── Selected extract
POJ-3641 Pseudoprime numbers

Pseudoprime numbers

Time Limit: 1000MS		Memory Limit: 65536K
Total Submissions: 8638		Accepted: 3627

Description

Fermat's theorem states that for any prime number p and for any integer a > 1, a^p = a (mod p). That is, if we raise a to the p^th power and divide by p, the remainder is a. Some (but not very many) non-prime values of p, known as base-a pseudoprimes, have this property for some a. (And some, known as Carmichael Numbers, are base-a pseudoprimes for all a.)

Given 2 < p ≤ 1000000000 and 1 < a < p, determine whether or not p is a base-a pseudoprime.

Input

Input contains several test cases followed by a line containing "0 0". Each test case consists of a line containing p and a.

Output

For each test case, output "yes" if p is a base-a pseudoprime; otherwise output "no".
────
Condense the paragraph of the pseudoprime problem statement above that begins "Fermat's theorem states" into a short bulleted list that keeps its main facts.
── Study material
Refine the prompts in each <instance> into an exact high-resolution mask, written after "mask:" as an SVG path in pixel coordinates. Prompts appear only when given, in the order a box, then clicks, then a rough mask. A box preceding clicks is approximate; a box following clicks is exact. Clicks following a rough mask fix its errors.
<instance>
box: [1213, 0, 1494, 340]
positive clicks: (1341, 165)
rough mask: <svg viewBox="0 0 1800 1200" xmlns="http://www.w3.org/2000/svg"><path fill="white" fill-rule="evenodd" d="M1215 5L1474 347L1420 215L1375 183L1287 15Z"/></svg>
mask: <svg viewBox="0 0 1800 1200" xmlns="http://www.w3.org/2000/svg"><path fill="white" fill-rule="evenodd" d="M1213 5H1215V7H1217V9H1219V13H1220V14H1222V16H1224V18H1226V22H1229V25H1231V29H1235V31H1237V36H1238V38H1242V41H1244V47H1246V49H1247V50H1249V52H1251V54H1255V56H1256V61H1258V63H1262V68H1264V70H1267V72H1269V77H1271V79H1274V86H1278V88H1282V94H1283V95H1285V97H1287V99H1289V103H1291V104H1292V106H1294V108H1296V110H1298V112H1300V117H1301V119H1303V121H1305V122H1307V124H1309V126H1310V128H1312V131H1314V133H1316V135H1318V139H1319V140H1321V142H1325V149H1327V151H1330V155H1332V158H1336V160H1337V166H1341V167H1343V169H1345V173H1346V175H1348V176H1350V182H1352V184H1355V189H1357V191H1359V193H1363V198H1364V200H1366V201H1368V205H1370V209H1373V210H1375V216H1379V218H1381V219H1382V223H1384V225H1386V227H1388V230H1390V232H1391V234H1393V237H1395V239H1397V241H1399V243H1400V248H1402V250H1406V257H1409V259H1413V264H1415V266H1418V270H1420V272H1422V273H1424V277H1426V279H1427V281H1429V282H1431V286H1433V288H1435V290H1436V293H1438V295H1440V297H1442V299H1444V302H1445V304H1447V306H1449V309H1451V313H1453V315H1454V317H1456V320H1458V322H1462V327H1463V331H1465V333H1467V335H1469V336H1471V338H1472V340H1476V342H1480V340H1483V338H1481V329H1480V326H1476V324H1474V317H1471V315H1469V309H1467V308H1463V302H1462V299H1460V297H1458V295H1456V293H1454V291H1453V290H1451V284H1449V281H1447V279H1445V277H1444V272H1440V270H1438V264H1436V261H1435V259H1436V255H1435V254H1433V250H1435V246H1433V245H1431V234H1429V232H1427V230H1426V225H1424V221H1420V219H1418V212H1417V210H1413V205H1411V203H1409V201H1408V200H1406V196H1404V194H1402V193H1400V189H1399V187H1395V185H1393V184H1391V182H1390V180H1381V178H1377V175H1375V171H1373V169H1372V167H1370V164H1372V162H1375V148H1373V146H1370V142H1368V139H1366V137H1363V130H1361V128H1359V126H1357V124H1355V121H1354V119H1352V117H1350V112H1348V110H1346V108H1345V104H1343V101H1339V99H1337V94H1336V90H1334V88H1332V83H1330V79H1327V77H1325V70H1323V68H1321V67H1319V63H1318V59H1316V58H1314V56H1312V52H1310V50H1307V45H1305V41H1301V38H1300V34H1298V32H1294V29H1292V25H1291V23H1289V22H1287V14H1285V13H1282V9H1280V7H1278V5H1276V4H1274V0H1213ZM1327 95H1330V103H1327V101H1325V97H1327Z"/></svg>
────
• _Response_
- Fermat's theorem: for any prime p and any integer a > 1, a^p = a (mod p). That is, raising a to the pth power and dividing by p leaves a remainder of a.
- Some non-prime values of p, though not many, have this property for some a. These are called base-a pseudoprimes.
- Carmichael Numbers are base-a pseudoprimes for all a.